### WHAT YOU NEED TO DO
[A] List everything the writer of the passage says they were angry at.
[B] In the passage, extract the text from "I was angry.  For" to "angry.  See? I was angry." without changing anything.

### GIVEN PASSAGE
——————
If I could give you any advice, filling meta-tags with your ex-fiance’s information is satisfying, but it does absolutely NOTHING for your SEO.  Seriously. No one is ‘hilarious’ when they are brokenhearted and bitter. They’re just sad.

I spent most my evening typing expletives into my computer.  It’s not a suddenly new past-time, nor is it my way of coping with recent, crappy news, but it is a reminder of WHO I used to be.

I was angry.  For a long time.  I was angry at ex-boyfriends, at failed friendships, at jobs and at life.  I was angry at cancer and my body’s inability to fight for the GOOD inside me.  I was angry, simply… to be angry.  See? I was angry.
——————
### DATA
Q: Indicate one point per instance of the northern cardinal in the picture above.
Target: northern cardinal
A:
——————
### SOLUTIONS PER TASK
[A]
- ex-boyfriends
- failed friendships
- jobs
- life
- cancer
- my body's inability to fight for the GOOD inside me

[B]
I was angry.  For a long time.  I was angry at ex-boyfriends, at failed friendships, at jobs and at life.  I was angry at cancer and my body’s inability to fight for the GOOD inside me.  I was angry, simply… to be angry.  See? I was angry.